• _WHAT YOU WILL DO_
Take each line in the entries below that holds "water" and show it.

• _DATA FOR PROCESSING_
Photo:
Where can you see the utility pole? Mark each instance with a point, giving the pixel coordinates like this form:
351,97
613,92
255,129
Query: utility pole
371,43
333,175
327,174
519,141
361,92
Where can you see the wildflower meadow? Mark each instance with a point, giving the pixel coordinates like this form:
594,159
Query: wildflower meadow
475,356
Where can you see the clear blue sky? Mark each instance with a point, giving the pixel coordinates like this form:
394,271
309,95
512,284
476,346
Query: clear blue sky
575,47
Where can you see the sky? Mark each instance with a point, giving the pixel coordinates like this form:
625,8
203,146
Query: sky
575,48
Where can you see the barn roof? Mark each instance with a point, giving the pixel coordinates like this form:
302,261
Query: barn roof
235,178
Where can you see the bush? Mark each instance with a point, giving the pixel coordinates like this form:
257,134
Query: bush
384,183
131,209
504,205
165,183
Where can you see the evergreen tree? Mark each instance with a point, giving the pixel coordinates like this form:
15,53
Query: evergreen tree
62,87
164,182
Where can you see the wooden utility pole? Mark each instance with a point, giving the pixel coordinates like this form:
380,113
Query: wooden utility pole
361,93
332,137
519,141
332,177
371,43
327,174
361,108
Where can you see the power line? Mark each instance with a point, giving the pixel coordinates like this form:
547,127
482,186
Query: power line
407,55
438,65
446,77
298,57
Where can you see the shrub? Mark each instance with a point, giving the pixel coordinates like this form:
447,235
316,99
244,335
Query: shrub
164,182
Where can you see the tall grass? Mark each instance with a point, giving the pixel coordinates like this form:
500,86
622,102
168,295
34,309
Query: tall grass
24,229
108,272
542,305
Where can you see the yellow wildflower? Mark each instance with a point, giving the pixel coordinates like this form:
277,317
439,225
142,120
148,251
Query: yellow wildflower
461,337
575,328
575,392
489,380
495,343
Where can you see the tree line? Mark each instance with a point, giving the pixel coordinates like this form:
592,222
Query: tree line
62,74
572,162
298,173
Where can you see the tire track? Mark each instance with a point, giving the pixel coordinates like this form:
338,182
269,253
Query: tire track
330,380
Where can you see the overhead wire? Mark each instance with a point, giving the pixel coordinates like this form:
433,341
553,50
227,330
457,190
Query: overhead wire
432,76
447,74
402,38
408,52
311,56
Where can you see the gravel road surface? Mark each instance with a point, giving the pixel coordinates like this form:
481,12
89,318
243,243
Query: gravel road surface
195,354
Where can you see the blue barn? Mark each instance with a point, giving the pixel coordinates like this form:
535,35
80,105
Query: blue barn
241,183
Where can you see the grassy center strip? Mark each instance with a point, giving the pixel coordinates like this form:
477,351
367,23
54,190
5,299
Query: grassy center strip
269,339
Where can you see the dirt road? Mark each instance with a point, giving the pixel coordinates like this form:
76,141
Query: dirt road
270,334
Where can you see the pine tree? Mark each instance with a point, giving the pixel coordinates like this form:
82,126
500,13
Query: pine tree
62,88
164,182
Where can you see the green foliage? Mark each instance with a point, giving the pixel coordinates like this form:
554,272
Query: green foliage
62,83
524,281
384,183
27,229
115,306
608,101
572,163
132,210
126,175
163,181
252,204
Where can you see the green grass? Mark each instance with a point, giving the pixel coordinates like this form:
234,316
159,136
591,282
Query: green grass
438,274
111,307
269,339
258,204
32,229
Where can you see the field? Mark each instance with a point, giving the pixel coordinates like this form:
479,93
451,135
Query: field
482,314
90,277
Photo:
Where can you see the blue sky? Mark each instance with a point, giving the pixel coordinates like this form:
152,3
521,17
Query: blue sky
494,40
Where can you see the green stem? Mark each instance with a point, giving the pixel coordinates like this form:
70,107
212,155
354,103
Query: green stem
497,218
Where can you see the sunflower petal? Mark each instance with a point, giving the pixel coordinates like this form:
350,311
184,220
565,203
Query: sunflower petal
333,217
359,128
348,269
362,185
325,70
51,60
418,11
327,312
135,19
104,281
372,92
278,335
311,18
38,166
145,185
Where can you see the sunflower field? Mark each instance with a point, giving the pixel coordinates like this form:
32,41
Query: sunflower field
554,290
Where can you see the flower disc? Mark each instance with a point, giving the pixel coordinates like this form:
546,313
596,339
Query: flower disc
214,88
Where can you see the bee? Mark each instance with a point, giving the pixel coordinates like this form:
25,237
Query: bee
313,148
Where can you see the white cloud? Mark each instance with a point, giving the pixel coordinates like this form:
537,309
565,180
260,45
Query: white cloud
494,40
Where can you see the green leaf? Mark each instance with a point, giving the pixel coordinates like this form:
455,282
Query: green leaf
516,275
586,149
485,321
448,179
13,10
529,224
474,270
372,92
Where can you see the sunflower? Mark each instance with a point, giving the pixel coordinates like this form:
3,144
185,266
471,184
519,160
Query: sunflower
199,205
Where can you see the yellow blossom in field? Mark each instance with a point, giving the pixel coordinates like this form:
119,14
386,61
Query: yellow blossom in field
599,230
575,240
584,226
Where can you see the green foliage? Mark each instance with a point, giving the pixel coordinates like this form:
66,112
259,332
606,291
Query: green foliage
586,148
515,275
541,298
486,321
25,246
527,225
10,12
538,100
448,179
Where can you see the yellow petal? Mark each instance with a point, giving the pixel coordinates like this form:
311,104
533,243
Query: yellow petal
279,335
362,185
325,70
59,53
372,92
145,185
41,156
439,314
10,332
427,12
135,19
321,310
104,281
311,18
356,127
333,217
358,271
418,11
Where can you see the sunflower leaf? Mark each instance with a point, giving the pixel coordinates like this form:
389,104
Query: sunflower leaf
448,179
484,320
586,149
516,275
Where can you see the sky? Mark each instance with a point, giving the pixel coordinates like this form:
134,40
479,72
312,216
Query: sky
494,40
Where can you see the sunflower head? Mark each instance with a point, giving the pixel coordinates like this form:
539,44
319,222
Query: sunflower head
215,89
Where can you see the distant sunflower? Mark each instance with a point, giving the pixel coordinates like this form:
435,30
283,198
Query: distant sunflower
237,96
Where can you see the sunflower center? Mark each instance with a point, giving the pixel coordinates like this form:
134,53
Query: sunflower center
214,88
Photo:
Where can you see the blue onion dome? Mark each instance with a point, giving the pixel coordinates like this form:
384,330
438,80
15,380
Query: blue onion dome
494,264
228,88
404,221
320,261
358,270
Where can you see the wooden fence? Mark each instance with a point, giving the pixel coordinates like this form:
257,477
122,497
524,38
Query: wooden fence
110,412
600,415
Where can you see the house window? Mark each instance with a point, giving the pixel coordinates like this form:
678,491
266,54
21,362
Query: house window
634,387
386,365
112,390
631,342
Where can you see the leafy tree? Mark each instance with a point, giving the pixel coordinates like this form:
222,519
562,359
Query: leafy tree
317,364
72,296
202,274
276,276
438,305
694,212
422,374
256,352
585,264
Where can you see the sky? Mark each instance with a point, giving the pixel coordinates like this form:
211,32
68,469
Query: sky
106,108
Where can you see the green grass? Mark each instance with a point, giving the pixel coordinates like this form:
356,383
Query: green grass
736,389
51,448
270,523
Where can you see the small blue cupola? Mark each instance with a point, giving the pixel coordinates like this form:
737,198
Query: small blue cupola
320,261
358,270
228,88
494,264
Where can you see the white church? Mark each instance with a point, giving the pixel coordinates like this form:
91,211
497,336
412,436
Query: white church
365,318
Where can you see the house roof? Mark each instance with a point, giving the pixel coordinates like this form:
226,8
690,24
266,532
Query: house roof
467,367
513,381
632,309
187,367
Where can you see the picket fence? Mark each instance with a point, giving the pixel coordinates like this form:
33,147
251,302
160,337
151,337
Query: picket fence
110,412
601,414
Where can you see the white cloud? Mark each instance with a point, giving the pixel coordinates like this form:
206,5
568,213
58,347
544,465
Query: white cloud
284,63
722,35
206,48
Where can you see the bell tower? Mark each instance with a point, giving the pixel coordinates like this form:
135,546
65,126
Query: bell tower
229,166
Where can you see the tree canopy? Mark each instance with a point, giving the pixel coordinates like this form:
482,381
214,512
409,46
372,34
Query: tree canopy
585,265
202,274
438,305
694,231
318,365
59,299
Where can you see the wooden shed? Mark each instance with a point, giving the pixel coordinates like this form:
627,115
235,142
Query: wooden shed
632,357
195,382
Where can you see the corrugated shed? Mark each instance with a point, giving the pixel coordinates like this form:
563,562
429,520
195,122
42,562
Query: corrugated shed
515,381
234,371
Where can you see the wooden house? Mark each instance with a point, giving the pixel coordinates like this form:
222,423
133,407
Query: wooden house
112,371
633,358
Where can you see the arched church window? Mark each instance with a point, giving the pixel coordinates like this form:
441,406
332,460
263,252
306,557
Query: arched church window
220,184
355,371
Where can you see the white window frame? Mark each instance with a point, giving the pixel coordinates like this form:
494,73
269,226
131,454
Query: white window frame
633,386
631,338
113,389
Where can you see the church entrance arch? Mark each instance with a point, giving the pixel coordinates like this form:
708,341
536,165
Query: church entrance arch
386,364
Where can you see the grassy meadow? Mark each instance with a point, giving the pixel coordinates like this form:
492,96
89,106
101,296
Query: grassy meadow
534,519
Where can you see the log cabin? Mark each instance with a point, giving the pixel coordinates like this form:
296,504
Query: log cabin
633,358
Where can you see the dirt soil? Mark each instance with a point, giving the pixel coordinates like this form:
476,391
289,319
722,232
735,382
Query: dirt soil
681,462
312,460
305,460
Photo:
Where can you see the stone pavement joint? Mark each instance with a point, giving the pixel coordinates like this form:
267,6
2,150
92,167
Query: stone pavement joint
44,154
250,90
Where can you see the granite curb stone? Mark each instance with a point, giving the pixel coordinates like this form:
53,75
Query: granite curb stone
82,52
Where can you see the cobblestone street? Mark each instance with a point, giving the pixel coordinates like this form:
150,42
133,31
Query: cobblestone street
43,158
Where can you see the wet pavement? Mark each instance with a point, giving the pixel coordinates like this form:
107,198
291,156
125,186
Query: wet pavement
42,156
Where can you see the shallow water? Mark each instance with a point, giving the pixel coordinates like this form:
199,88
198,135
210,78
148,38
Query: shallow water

• _OUTPUT FOR THIS EXERCISE_
Where can you see the shallow water? Mark each instance with a point, giving the pixel coordinates like this form:
Query: shallow water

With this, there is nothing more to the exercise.